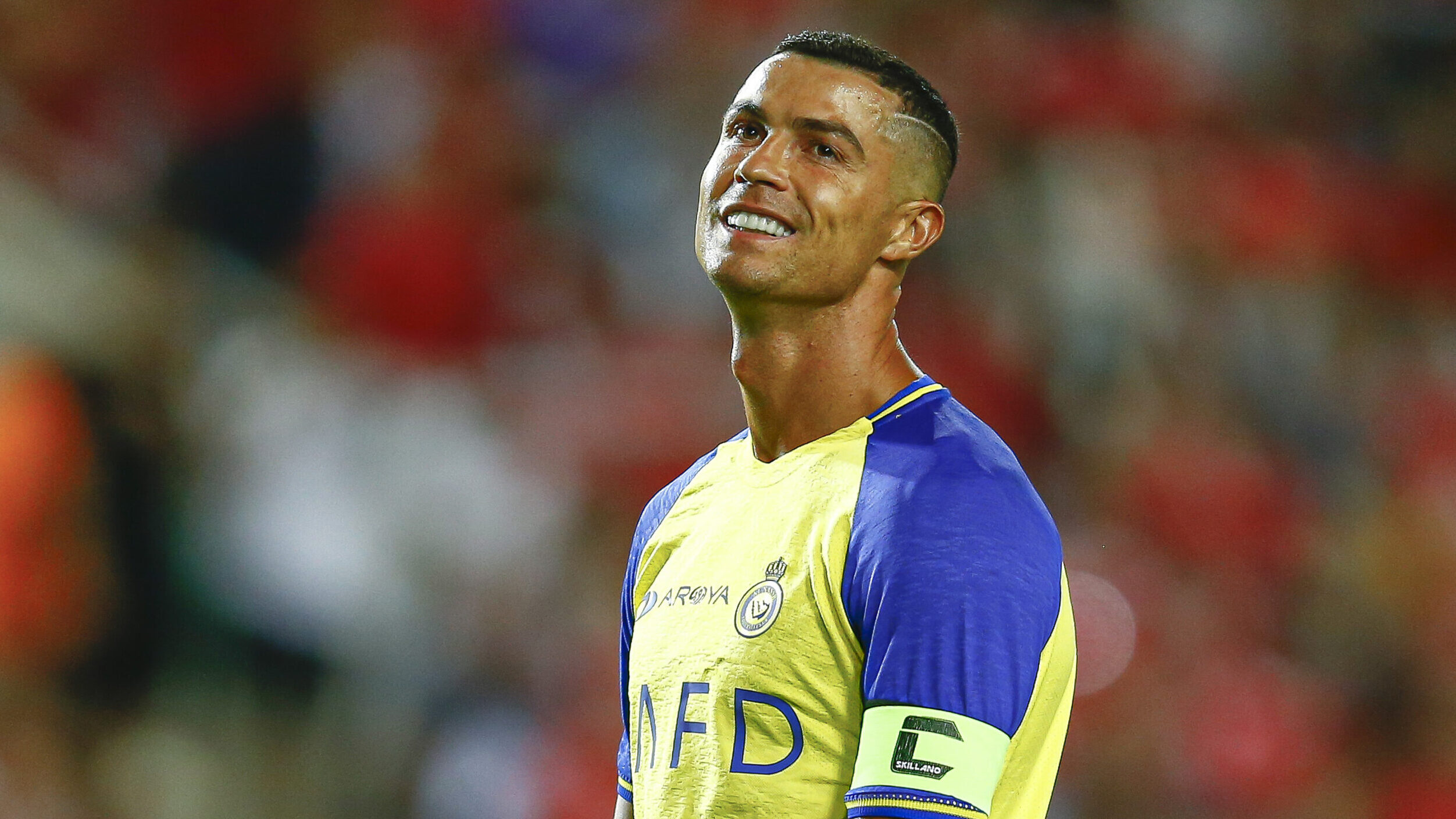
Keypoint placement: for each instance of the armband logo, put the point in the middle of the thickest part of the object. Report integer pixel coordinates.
(761, 604)
(903, 760)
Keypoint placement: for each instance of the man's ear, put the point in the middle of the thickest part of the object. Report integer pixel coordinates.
(919, 226)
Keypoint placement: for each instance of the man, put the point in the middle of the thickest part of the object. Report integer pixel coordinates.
(858, 604)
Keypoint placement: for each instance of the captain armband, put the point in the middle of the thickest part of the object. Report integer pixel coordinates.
(931, 761)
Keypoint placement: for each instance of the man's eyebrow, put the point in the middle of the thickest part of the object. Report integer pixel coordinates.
(740, 108)
(829, 127)
(801, 124)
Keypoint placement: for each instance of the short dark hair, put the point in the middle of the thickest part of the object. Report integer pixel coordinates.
(918, 97)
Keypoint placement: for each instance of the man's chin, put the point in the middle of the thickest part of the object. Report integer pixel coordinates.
(738, 279)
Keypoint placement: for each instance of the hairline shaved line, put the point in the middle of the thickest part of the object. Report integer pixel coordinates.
(940, 149)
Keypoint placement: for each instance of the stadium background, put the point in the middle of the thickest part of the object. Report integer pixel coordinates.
(342, 340)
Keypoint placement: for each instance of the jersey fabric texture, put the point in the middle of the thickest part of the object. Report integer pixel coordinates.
(874, 624)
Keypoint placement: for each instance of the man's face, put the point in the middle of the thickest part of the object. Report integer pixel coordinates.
(800, 197)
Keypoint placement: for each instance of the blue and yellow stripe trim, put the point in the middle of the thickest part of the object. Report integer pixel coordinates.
(906, 397)
(905, 803)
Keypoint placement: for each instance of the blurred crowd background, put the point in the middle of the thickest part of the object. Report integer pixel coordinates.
(342, 340)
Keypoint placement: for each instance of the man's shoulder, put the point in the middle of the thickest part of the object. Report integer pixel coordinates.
(943, 489)
(663, 502)
(937, 445)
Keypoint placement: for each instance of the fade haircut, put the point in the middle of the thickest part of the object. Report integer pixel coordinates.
(918, 99)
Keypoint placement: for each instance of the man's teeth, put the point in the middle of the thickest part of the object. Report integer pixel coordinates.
(744, 220)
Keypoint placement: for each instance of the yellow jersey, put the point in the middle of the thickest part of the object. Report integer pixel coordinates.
(874, 624)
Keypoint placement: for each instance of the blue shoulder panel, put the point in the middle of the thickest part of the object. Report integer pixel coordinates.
(952, 581)
(653, 517)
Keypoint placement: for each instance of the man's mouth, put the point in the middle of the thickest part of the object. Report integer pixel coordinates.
(758, 223)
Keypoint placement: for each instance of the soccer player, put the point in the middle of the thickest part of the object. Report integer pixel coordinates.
(857, 607)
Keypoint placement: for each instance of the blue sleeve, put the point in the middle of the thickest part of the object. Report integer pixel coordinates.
(952, 583)
(653, 517)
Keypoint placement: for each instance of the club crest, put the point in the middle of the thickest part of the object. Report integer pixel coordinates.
(761, 604)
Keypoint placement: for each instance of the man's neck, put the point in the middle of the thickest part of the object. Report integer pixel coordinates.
(808, 372)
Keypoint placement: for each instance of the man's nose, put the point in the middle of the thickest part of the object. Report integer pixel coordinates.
(766, 162)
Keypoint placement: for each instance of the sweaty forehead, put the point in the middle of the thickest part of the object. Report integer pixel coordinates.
(794, 87)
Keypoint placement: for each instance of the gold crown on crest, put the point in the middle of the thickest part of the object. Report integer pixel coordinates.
(776, 569)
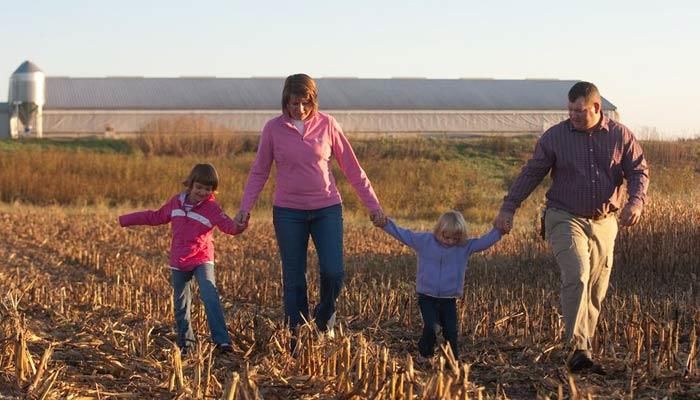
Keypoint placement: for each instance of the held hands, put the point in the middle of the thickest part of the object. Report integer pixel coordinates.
(631, 214)
(241, 219)
(504, 222)
(378, 218)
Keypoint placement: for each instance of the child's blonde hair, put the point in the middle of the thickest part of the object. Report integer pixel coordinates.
(451, 223)
(204, 174)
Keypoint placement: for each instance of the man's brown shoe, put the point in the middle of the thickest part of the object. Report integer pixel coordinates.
(579, 362)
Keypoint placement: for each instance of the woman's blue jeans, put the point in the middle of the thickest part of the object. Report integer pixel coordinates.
(293, 228)
(182, 300)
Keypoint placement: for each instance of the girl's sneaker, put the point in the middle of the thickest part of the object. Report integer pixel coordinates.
(224, 348)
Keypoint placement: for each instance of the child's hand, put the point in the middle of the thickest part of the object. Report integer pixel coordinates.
(378, 218)
(241, 219)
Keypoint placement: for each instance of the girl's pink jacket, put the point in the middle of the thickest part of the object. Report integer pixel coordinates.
(192, 243)
(304, 178)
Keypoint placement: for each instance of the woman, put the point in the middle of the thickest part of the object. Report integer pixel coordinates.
(301, 142)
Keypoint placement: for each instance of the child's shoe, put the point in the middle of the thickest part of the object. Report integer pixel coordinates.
(330, 325)
(224, 348)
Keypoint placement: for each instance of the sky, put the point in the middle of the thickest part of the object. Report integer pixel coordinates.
(644, 56)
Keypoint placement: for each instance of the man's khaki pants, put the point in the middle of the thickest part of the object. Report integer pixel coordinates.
(583, 249)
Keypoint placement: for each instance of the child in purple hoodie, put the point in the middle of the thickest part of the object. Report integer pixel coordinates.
(443, 255)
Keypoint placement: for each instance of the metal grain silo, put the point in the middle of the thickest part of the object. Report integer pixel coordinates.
(26, 99)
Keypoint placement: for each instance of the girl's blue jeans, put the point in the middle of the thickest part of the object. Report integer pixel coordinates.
(182, 300)
(293, 228)
(437, 312)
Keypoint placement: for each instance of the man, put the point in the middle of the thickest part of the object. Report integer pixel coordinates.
(589, 156)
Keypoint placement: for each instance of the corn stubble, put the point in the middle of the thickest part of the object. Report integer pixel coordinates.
(87, 314)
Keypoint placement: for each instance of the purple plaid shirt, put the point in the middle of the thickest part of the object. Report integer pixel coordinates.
(587, 170)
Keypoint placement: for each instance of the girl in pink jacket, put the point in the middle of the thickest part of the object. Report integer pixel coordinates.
(193, 214)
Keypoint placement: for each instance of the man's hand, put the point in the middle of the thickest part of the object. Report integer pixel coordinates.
(630, 215)
(504, 222)
(241, 219)
(378, 218)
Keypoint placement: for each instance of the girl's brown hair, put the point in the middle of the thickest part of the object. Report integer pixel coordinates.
(299, 85)
(205, 174)
(451, 223)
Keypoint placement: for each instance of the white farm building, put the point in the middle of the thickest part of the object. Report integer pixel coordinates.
(65, 106)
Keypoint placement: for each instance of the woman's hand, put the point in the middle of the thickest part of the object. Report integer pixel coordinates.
(378, 218)
(241, 219)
━━━━━━
# [Problem requirements]
Only the lines from the one with "Keypoint placement: for each instance of the woman's hand, put" through the final line above should be repeated, each exactly as written.

# [Solution for this problem]
Keypoint placement: for each instance of the woman's hand, put the point in the middle of the thickest part of the object. Report integer pixel coordinates.
(378, 218)
(241, 219)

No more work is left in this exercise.